-- START Excerpt to read --

CuDNN status internal error with Ubuntu 14.04

hyojin · October 23, 2017, 6:27pm

Hi,

I have CUDNN_STATUS_INTERNAL_ERROR on my Ubuntu 14.04 machine with Cuda 8. (GPUs: Maxwell Titan X, Pascal Titan X, Driver version: 384.66)
The problem goes away when I reboot the machine, but it is inconvenient because it happens every so often. Does anyone know why this would happen?

This seems identical to the problem in this post: https://stackoverflow.com/questions/45810356/runtimeerror-cudnn-status-internal-error

Traceback (most recent call last):
File “train_univ_incremental_itersize.py”, line 607, in
main()
File “train_univ_incremental_itersize.py”, line 341, in main
train_loss, cur_learning_rate = train(train_loader, net, criterion, optimizer, epoch)
File “train_univ_incremental_itersize.py”, line 399, in train
myOut = model(input_var)
File “/usr/local/lib/python2.7/dist-packages/torch/nn/modules/module.py”, line 259, in call
result = self.forward(*input, **kwargs)
File “/playpen1/alternet.py”, line 109, in forward
low_out = self.alexnet_lower(img)
File “/usr/local/lib/python2.7/dist-packages/torch/nn/modules/module.py”, line 259, in call
result = self.forward(*input, **kwargs)
File “/usr/local/lib/python2.7/dist-packages/torch/nn/modules/container.py”, line 67, in forward
input = module(input)
File “/usr/local/lib/python2.7/dist-packages/torch/nn/modules/module.py”, line 259, in call
result = self.forward(*input, **kwargs)
File “/usr/local/lib/python2.7/dist-packages/torch/nn/modules/conv.py”, line 254, in forward
self.padding, self.dilation, self.groups)

-- END Excerpt to read --
-- START Supplied information --

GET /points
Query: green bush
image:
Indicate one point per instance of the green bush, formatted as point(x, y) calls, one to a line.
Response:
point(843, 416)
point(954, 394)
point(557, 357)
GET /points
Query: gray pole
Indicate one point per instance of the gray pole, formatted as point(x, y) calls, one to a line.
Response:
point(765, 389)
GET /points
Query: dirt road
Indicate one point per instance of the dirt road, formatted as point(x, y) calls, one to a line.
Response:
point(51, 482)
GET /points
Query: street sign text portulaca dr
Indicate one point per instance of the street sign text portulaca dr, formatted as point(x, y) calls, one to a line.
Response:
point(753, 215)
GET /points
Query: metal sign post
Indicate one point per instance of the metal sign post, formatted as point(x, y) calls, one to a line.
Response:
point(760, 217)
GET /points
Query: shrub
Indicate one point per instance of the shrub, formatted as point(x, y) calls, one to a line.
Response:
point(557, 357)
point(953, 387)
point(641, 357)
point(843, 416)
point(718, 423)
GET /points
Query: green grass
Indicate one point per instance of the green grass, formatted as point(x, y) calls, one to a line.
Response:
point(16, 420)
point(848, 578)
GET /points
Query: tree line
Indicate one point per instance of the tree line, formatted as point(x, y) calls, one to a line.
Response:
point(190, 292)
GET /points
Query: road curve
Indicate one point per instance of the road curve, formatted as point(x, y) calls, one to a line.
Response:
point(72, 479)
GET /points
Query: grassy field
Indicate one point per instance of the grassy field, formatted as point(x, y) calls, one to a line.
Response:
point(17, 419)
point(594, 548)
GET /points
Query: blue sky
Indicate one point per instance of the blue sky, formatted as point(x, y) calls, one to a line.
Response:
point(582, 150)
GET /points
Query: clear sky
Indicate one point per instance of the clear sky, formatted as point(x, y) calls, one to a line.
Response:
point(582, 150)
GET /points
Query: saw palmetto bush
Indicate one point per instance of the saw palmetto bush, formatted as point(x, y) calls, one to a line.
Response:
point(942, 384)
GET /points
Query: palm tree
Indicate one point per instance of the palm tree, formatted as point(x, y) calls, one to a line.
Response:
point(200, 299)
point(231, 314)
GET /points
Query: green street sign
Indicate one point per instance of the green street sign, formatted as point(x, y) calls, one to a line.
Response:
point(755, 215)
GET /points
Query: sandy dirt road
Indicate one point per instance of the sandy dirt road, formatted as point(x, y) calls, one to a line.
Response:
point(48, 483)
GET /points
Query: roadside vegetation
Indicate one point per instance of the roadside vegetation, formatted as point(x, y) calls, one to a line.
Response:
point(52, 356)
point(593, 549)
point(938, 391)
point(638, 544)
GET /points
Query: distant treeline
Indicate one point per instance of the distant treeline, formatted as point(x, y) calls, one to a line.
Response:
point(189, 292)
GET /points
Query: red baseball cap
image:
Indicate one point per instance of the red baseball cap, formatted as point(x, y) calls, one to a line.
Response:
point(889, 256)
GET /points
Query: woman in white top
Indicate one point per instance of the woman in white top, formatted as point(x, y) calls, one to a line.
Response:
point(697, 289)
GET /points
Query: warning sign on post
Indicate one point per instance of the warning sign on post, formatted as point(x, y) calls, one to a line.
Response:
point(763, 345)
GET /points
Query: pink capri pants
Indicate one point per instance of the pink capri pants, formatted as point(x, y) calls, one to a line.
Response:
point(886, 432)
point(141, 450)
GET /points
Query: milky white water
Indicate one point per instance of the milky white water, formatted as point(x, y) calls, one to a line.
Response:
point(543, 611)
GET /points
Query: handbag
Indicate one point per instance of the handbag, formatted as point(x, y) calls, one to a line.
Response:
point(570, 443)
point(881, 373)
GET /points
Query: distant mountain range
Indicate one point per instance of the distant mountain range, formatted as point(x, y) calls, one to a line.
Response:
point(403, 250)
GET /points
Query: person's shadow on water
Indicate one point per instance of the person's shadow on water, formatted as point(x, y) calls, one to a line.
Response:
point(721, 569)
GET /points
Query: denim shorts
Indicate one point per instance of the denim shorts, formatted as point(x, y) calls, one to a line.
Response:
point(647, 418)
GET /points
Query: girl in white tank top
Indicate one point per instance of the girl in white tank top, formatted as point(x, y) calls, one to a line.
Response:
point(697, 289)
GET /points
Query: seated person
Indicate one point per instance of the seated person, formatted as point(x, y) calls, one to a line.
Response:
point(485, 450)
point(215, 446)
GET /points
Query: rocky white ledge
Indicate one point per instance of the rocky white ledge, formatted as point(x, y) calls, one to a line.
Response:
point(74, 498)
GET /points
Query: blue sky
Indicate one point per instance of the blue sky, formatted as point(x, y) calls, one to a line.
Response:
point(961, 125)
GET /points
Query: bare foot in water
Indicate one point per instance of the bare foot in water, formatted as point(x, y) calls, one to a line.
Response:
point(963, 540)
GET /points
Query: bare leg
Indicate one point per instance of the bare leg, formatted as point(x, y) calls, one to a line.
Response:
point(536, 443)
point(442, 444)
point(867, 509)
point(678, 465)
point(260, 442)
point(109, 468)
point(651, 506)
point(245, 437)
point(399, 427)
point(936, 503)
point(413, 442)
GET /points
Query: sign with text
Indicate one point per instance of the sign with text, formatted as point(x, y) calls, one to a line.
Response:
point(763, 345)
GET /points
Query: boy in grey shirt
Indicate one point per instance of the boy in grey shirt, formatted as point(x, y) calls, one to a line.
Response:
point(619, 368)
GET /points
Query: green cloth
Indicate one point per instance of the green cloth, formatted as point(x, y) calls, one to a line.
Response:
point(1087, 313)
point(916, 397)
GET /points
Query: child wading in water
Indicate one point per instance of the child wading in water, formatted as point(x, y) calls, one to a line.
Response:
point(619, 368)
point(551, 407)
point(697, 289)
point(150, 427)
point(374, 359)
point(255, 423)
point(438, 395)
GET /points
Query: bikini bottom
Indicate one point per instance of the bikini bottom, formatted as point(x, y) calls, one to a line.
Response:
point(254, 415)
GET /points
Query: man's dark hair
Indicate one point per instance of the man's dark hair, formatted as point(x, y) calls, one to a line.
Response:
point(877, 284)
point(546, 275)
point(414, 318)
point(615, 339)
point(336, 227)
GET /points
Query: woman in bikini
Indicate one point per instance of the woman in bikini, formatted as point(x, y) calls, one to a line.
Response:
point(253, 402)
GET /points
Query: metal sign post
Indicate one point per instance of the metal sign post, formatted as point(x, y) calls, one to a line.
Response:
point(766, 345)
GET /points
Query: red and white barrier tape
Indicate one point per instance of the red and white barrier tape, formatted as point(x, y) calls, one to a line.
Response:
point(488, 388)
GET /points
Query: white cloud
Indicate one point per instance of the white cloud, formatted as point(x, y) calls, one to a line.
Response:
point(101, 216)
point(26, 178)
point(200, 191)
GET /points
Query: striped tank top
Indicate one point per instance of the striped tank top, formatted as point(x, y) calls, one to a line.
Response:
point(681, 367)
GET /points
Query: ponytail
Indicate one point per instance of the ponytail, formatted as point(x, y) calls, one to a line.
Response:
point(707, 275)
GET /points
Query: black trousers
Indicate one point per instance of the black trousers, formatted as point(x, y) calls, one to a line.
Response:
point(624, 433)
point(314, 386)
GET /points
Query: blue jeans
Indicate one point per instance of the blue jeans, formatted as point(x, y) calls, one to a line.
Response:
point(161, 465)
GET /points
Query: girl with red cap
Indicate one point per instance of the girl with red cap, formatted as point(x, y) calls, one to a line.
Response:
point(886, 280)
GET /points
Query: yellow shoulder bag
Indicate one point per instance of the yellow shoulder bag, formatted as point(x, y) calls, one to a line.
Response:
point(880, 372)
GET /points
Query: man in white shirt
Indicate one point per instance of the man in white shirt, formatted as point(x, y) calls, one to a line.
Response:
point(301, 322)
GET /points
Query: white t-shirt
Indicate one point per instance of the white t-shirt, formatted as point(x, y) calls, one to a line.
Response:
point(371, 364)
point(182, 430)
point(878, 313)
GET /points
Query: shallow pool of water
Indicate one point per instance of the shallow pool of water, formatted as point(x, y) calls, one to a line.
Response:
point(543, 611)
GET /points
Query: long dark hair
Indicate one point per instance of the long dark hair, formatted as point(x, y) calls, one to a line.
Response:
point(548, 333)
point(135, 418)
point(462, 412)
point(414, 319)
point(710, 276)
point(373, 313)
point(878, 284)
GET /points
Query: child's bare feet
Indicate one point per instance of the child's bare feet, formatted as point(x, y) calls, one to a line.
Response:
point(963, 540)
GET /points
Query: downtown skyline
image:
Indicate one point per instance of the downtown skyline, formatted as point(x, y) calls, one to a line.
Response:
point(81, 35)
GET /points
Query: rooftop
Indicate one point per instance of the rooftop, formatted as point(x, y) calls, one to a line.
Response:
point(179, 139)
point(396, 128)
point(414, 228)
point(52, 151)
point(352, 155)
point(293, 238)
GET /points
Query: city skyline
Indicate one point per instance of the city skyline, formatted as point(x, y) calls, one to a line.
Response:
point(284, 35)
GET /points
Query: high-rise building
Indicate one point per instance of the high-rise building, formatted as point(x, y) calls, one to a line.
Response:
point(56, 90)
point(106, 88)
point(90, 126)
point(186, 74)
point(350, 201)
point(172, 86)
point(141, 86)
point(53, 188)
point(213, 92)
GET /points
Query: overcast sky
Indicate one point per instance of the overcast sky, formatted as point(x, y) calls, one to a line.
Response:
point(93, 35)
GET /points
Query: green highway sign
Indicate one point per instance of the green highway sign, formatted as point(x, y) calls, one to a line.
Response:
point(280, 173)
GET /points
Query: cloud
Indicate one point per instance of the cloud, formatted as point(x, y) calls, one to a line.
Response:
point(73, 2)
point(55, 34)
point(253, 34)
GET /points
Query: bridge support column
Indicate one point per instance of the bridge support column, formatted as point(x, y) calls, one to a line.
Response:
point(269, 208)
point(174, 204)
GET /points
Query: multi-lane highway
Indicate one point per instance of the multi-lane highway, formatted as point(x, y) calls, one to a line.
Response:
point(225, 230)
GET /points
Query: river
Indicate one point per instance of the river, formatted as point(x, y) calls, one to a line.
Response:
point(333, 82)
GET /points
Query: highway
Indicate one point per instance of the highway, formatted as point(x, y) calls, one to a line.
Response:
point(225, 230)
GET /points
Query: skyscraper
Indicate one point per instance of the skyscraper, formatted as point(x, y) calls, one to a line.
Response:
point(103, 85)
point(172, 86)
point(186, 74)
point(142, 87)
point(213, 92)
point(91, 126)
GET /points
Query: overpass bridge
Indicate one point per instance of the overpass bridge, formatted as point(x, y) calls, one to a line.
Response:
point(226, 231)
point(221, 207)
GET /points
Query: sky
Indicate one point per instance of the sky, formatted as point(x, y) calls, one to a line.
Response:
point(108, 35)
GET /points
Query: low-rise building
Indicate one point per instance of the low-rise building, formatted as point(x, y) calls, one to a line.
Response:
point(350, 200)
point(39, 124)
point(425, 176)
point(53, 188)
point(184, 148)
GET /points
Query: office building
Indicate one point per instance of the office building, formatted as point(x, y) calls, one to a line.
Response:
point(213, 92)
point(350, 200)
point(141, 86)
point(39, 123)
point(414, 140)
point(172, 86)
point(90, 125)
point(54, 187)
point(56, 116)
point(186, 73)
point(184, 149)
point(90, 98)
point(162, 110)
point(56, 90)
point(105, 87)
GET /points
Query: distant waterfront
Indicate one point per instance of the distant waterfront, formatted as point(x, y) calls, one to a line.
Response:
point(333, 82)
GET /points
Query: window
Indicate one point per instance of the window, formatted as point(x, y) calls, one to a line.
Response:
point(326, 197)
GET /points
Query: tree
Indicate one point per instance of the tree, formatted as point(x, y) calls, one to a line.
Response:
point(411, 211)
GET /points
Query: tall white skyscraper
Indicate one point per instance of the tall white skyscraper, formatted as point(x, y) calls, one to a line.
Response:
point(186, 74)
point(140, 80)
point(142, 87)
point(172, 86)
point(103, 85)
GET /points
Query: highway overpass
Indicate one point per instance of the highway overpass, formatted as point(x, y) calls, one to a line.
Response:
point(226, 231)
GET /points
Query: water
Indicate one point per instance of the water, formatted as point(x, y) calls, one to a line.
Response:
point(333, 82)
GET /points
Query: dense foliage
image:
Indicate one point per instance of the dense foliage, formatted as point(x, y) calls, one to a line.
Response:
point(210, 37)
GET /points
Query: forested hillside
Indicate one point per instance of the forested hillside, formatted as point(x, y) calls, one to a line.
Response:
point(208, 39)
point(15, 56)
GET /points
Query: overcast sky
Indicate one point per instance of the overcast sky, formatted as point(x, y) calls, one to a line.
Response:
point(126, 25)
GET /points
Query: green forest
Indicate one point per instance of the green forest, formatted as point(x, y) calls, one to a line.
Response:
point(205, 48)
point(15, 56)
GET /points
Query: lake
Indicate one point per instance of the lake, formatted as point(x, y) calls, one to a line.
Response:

-- END Supplied information --

**Work instructions:**
**a)** In the cuDNN error post, what makes the problem go away?
**b)** Pick up the cuDNN error post where it stops and keep writing it.

**Written answers:**
**a)** Rebooting the machine.

**b)**
File “/usr/local/lib/python2.7/dist-packages/torch/nn/functional.py”, line 52, in conv2d
return f(input, weight, bias)

richard · October 23, 2017, 6:33pm

What is your pytorch version (check torch.__version__) and what is your CUDNN version?

hyojin · October 23, 2017, 6:37pm

Pytorch version is 0.2.0_3
CuDNN version is v5

Thanks

richard · October 23, 2017, 6:40pm

Pytorch doesn’t support CuDNN v5. I would recommend upgrading to v6 (https://developer.nvidia.com/cudnn)

hyojin · October 23, 2017, 6:47pm

Oops, I checked cudnn version for pytorch via torch.backends.cudnn.version() and it returns 6021. Which means it uses cuDNN v6.
I don’t know what is the problem now…

According to following post, pytorch ships its own cuDNN version (6.0)

richard · October 23, 2017, 6:50pm

Interesting. Could you try the following: (any of these will be helpful in identifying the problem!)

build pytorch from master and see if it happens?
provide a minimal example that causes the CuDNN error. From the trace it looks like it’s happening in conv2d

hyojin · October 23, 2017, 7:15pm

I can try this. Currently installed version is the official distributed version which I downloaded in August 2017.
This I cannot do. I don’t think this is specific to code. Indeed it seems to be caused by conv2 (or other conv operations), but the same code usually runs without problem. I did test with different codes.

But I do stop programs using keyboard interrupt (Ctrl+C). Could this mess up with the cuDNN status? That sometimes does not clear up the GPU memory, too.

hyojin · November 1, 2017, 4:45am

As mentioned in the following post, sudo rm -r ~/.nv works for this problem. Not sure why it happens though.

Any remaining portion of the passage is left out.